What the task asks: Return, from the material below, each line in which the word "cassock" is present.

Recorded data:

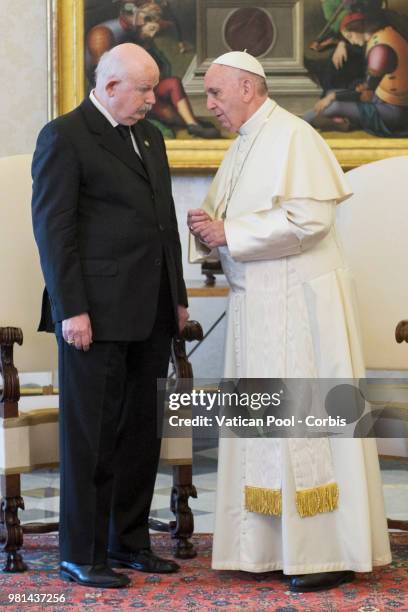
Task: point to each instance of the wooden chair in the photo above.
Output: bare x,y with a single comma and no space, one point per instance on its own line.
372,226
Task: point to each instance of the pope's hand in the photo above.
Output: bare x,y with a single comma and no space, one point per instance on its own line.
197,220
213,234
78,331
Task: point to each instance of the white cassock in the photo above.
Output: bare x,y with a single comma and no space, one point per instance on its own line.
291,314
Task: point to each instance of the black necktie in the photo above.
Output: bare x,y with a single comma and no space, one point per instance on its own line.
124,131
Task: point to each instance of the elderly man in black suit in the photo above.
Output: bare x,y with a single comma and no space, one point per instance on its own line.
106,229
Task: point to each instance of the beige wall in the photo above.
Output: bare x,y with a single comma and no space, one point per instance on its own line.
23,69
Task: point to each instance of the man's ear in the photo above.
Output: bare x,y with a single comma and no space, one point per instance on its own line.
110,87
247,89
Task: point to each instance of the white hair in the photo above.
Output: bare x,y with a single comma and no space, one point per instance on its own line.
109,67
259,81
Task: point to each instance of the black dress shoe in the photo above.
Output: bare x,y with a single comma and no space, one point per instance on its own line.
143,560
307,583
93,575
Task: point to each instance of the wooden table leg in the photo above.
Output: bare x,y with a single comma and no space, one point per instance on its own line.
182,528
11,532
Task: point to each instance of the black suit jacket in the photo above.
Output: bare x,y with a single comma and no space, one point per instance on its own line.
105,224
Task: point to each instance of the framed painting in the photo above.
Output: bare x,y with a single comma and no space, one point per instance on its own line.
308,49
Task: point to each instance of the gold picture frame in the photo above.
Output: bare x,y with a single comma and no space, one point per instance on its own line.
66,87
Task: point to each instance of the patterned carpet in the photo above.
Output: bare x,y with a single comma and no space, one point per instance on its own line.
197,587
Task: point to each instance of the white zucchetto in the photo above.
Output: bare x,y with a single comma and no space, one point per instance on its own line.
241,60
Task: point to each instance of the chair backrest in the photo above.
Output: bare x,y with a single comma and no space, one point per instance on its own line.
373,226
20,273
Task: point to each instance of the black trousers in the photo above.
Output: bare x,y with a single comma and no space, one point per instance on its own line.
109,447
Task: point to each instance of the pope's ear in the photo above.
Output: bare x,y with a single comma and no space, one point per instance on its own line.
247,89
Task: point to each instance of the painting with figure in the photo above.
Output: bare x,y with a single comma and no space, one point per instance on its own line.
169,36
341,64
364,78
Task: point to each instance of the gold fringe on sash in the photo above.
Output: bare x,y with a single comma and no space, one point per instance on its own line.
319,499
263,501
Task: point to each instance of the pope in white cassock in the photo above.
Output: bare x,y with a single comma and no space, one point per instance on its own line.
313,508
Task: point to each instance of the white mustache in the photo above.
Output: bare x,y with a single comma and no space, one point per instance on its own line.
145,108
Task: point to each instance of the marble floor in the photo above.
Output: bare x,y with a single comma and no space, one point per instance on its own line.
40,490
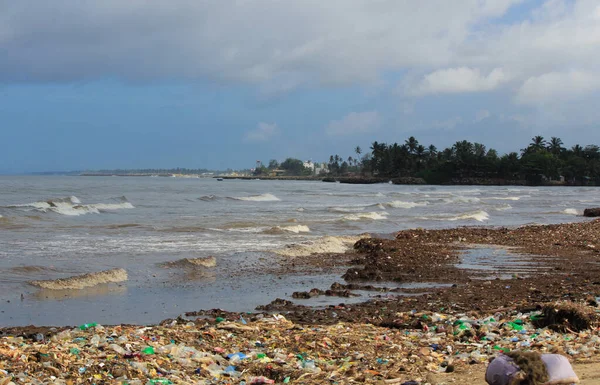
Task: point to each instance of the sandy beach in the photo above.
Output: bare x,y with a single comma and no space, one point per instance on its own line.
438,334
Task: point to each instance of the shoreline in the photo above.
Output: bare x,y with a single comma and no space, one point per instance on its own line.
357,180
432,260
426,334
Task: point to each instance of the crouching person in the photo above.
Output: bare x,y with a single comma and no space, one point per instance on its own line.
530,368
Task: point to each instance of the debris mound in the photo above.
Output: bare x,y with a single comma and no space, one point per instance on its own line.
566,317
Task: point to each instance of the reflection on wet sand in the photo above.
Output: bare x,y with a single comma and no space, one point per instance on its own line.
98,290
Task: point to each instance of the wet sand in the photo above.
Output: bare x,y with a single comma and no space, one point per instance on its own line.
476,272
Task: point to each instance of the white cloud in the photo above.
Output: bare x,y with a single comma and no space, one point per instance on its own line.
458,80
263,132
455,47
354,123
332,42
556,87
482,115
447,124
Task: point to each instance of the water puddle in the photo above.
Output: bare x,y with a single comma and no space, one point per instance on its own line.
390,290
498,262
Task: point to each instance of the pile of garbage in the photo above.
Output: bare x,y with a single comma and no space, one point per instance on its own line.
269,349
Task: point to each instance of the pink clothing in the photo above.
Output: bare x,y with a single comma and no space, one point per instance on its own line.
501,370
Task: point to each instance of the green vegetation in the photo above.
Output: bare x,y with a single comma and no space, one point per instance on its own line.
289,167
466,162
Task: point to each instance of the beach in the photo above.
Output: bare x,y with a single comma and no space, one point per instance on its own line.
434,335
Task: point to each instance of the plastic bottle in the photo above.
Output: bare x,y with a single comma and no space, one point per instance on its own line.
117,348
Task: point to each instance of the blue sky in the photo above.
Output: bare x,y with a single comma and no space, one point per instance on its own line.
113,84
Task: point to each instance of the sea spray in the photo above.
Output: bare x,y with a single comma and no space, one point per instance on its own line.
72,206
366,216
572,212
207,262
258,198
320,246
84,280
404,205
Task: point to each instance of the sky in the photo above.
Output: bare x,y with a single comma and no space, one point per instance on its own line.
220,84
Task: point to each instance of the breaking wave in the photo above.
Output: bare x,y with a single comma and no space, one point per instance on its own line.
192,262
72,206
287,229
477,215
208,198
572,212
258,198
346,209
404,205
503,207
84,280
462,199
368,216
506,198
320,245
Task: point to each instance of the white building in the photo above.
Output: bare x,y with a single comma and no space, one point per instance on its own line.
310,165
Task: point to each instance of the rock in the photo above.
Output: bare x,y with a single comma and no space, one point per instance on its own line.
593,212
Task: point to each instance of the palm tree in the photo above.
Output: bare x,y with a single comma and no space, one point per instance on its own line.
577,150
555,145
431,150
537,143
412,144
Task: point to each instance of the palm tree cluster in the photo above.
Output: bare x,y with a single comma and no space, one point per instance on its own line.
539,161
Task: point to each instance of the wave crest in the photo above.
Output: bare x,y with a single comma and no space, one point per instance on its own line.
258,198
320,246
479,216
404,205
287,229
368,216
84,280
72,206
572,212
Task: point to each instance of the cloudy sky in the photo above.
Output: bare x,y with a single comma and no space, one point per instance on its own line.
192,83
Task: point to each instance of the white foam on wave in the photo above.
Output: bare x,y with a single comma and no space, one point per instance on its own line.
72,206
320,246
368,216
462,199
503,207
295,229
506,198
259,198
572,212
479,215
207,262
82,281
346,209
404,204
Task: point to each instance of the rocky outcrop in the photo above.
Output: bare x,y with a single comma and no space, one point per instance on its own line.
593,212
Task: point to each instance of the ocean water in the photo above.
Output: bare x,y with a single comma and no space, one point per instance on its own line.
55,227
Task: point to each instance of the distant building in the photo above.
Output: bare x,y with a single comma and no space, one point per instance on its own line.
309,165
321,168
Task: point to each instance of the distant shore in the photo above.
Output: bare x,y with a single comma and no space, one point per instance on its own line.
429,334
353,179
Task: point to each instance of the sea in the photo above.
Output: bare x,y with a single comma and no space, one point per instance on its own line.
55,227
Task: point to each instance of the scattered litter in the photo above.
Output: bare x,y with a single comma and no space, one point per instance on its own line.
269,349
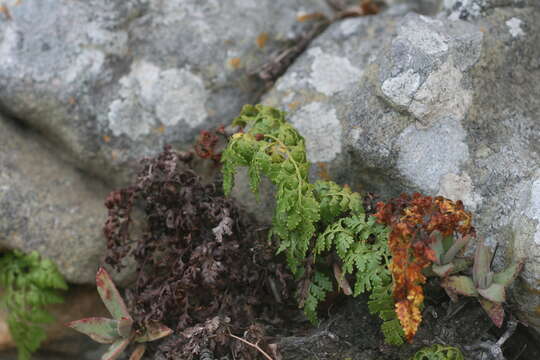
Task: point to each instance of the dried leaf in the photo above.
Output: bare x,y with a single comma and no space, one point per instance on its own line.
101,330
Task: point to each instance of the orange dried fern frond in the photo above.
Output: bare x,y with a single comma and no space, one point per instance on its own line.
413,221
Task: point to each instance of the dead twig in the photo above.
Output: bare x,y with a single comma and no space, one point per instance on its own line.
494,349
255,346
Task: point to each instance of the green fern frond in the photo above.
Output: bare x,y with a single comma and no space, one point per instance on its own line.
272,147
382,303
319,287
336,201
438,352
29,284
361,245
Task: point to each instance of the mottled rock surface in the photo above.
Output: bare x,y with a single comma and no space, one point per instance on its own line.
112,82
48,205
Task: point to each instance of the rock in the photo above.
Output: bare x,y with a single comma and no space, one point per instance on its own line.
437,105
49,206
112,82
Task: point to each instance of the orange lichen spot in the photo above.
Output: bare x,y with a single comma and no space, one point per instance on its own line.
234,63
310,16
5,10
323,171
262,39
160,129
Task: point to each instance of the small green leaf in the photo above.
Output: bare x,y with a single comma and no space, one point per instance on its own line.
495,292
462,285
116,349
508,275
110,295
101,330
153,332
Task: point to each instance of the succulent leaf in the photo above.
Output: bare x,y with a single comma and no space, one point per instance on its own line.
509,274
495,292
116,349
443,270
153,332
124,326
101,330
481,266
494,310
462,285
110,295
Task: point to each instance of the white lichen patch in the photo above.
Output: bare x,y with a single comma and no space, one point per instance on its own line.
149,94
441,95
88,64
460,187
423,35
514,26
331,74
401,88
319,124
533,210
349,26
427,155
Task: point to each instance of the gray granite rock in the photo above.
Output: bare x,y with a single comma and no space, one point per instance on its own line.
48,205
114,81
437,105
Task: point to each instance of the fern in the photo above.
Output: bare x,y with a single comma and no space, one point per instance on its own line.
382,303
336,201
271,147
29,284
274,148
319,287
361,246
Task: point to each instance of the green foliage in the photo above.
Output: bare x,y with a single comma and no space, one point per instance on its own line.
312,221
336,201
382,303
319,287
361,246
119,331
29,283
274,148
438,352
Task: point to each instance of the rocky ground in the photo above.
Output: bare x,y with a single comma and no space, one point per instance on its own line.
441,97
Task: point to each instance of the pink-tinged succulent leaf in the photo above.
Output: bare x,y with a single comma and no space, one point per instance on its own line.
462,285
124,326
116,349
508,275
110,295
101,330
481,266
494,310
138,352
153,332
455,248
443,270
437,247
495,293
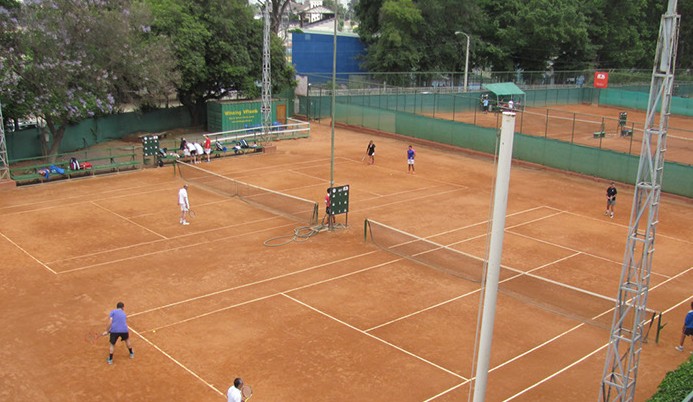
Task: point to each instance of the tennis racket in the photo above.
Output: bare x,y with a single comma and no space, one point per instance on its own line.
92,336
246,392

Reply to the exercise:
Task: point to each instance of the white cassock in the photo above.
Task: point to each instance of the pope in white cassock in the photo above.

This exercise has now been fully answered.